**What you should do:**
Answer these from the forum post below.
(a) Which file does the data.yml set as the target vocabulary?
(b) What embedding size does the model.py give the target inputter?
(c) How many layers does the decoder have?

**Reading text:**
* * * *

Hello Fellow Researchers,
I tried to run onmt with multiple sources and multiple features.
My data.yml file like below,
model_dir: runQG/
data:
train_features_file:
- - train.txt.case
- train.txt.pos
- train.txt.bio
- train.txt.ner
- train.txt.src.txt
train_labels_file: train.txt.target.txt
eval_features_file:
- - dev.txt.shuffle.dev.case
- dev.txt.shuffle.dev.pos
- dev.txt.shuffle.dev.bio
- dev.txt.shuffle.dev.ner
- dev.txt.shuffle.dev.source.txt
eval_labels_file: dev.txt.shuffle.dev.target.txt
source_1_1_vocabulary: case-vocab.txt
source_1_2_vocabulary: pos-vocab.txt
source_1_3_vocabulary: bio-vocab.txt
source_1_4_vocabulary: ner-vocab.txt
source_2_vocabulary: src-vocab.txt
target_vocabulary: tgt-vocab.txt
And the model.py file looks like below,
from opennmt import models, inputters, encoders, layers, decoders
import tensorflow_addons as tfa
def model():
return models.SequenceToSequence(
source_inputter=inputters.ParallelInputter(
[inputters.ParallelInputter(
[inputters.WordEmbedder(embedding_size=2),
inputters.WordEmbedder(embedding_size=16),
inputters.WordEmbedder(embedding_size=16),
inputters.WordEmbedder(embedding_size=16),
], combine_features=True, reducer=layers.ConcatReducer()),
inputters.WordEmbedder(embedding_size=300)]
),
target_inputter=inputters.WordEmbedder(embedding_size=300),
encoder=encoders.ParallelEncoder([
encoders.RNNEncoder(1, 300, dropout=0.2),
encoders.RNNEncoder(2, 300, dropout=0.2, bidirectional=True)],
outputs_reducer=layers.ConcatReducer(axis=-1)),
decoder=decoders.AttentionalRNNDecoder(
num_layers=1,
num_units=300, attention_mechanism_class=tfa.seq2seq.LuongAttention,
dropout=0.2))

* * * *

**Provided material:**
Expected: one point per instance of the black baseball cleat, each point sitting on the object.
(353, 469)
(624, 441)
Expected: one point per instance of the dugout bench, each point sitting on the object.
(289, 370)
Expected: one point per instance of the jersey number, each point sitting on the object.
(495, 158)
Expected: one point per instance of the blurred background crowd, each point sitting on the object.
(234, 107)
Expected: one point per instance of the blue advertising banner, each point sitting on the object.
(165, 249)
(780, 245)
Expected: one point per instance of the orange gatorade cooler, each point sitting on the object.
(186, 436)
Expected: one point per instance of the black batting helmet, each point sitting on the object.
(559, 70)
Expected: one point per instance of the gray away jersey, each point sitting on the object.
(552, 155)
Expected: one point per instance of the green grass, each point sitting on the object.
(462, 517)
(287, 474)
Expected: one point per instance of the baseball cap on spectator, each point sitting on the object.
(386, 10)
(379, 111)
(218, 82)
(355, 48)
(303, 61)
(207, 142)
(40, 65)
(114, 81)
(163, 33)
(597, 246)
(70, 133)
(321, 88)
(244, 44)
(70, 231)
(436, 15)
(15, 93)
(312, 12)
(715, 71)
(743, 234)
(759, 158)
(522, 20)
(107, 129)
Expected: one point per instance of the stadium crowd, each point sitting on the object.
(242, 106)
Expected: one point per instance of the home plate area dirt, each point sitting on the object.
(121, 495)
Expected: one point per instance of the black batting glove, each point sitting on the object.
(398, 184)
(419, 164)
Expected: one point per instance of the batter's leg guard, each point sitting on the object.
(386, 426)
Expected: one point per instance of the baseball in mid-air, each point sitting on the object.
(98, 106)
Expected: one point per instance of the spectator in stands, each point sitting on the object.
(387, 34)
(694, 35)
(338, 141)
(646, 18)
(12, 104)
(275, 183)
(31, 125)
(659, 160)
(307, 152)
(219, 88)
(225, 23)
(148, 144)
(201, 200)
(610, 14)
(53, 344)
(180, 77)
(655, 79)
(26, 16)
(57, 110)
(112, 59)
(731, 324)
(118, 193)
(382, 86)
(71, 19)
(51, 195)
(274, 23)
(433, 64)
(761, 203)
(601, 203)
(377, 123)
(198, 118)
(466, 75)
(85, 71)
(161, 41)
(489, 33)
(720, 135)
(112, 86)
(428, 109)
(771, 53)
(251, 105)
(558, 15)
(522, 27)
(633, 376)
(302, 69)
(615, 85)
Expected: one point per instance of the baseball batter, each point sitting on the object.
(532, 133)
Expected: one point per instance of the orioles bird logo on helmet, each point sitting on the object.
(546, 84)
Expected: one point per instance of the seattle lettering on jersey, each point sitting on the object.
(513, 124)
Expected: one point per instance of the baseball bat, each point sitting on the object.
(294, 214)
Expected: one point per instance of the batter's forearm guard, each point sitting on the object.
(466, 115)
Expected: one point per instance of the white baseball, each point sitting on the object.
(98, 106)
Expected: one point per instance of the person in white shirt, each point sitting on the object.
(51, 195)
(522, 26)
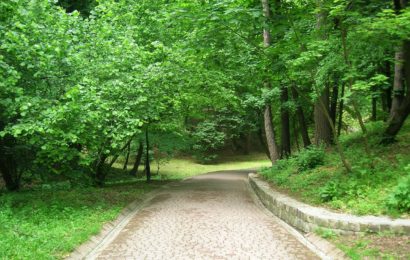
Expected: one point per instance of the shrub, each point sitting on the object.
(208, 139)
(310, 158)
(329, 191)
(399, 199)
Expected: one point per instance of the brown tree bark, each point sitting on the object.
(268, 122)
(323, 132)
(401, 103)
(333, 101)
(100, 172)
(127, 157)
(147, 161)
(138, 159)
(8, 165)
(303, 129)
(285, 124)
(341, 104)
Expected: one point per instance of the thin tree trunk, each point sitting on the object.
(270, 135)
(147, 162)
(262, 139)
(341, 103)
(399, 113)
(354, 102)
(127, 157)
(295, 133)
(268, 122)
(333, 101)
(8, 165)
(398, 87)
(100, 172)
(323, 132)
(400, 104)
(301, 118)
(138, 159)
(374, 106)
(8, 169)
(285, 129)
(386, 94)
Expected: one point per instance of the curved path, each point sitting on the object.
(211, 216)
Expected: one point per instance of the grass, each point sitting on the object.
(370, 246)
(51, 222)
(180, 168)
(365, 191)
(48, 224)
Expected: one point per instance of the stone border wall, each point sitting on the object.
(308, 218)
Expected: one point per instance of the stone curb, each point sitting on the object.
(308, 218)
(318, 245)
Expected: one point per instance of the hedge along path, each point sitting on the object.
(308, 218)
(211, 216)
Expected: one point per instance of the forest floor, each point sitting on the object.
(368, 190)
(51, 220)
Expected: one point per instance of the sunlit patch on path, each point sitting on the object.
(211, 216)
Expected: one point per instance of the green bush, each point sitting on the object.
(399, 199)
(208, 140)
(329, 191)
(310, 158)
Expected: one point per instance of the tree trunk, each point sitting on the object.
(400, 104)
(147, 162)
(269, 130)
(127, 157)
(333, 101)
(295, 133)
(262, 139)
(100, 172)
(341, 103)
(285, 129)
(374, 106)
(301, 118)
(8, 169)
(138, 159)
(399, 113)
(8, 165)
(386, 94)
(323, 132)
(398, 86)
(270, 135)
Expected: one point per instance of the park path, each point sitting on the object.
(211, 216)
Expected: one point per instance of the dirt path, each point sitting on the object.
(211, 216)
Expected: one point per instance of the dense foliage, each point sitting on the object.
(84, 82)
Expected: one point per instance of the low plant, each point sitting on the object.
(310, 158)
(399, 199)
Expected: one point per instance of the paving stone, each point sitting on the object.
(210, 216)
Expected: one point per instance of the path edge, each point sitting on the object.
(93, 246)
(318, 245)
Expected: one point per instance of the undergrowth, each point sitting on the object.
(378, 185)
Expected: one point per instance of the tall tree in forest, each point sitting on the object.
(323, 131)
(400, 108)
(268, 122)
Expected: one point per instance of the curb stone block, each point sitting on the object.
(308, 218)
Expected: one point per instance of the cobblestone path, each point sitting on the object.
(211, 216)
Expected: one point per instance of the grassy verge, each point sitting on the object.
(371, 246)
(317, 177)
(50, 223)
(180, 168)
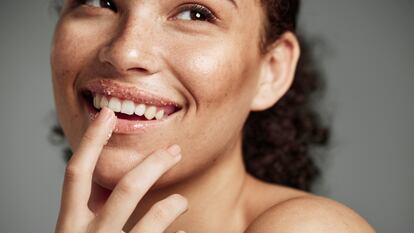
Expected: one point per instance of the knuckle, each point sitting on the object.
(73, 172)
(164, 209)
(129, 186)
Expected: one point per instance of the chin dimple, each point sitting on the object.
(128, 107)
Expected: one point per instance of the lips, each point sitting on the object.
(135, 108)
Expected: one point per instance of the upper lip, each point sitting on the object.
(127, 91)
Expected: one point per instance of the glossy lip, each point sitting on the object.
(123, 126)
(126, 91)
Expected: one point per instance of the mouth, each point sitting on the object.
(134, 108)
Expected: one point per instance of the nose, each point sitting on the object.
(130, 50)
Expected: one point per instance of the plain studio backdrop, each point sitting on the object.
(364, 47)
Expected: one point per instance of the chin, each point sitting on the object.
(113, 164)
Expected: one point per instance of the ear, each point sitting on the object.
(277, 71)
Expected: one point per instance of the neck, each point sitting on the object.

* * * *

**Response for this exercise:**
(a) tgt-vocab.txt
(b) 300
(c) 1